(Records from a collection)
★ ★ ★ ★

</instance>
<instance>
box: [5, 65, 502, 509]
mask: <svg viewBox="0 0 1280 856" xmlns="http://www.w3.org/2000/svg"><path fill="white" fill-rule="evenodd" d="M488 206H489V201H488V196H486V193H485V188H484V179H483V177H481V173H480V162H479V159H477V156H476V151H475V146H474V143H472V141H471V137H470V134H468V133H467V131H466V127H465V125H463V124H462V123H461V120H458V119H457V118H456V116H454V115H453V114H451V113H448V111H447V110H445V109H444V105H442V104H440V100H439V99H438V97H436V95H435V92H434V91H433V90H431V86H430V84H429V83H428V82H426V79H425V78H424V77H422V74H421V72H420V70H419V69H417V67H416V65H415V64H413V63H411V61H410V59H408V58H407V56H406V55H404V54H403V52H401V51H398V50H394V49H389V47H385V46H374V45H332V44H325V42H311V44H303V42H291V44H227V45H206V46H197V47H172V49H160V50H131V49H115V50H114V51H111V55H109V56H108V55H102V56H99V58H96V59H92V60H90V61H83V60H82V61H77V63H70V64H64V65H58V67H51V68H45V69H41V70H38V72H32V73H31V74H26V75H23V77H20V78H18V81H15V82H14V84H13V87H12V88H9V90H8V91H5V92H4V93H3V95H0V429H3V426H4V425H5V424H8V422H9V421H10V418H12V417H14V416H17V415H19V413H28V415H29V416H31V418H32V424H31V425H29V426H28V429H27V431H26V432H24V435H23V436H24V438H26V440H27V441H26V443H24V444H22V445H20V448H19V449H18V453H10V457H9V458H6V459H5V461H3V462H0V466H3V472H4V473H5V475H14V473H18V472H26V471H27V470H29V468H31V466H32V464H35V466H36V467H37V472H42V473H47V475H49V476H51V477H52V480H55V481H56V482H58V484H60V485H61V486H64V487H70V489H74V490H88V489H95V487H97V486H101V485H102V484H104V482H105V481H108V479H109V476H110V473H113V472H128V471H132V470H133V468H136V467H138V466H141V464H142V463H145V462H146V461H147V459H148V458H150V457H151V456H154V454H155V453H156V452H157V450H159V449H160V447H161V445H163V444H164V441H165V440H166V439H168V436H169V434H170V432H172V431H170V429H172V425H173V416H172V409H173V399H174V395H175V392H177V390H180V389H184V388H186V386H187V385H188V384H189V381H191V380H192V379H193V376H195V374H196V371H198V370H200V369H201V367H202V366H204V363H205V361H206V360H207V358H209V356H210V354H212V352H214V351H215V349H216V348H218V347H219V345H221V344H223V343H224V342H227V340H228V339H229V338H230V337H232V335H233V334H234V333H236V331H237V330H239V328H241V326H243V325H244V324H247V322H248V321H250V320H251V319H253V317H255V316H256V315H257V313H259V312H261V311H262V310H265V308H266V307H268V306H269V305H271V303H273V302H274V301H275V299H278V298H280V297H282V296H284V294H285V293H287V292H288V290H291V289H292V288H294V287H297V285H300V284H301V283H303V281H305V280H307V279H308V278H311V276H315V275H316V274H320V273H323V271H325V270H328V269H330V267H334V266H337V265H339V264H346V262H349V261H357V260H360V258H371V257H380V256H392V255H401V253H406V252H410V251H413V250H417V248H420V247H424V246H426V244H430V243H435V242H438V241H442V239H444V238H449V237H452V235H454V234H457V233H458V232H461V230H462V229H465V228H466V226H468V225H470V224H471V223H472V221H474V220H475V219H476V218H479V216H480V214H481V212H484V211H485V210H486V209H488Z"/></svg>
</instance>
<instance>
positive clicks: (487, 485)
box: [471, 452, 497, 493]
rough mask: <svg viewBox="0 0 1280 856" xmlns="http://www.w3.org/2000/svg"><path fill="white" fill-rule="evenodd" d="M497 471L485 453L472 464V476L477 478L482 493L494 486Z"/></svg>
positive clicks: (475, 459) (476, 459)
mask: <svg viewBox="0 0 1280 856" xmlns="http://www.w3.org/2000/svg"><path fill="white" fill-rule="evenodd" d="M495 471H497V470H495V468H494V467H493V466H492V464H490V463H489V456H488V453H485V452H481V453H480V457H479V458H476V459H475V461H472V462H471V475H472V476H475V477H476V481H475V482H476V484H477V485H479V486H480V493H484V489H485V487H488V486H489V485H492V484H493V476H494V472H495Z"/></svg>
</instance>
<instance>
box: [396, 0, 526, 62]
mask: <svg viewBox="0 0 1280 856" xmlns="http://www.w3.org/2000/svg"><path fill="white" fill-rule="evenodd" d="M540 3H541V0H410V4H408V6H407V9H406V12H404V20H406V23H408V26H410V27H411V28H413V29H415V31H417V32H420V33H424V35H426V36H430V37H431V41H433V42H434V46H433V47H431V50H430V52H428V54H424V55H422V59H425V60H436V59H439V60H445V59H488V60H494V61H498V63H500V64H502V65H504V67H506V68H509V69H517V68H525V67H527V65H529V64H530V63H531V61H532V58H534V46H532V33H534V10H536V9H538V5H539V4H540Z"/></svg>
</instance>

★ ★ ★ ★

__TASK DETAILS__:
Collect the lines of the data that carry the word "positive".

__TASK OUTPUT__:
positive clicks: (487, 485)
positive clicks: (475, 459) (476, 459)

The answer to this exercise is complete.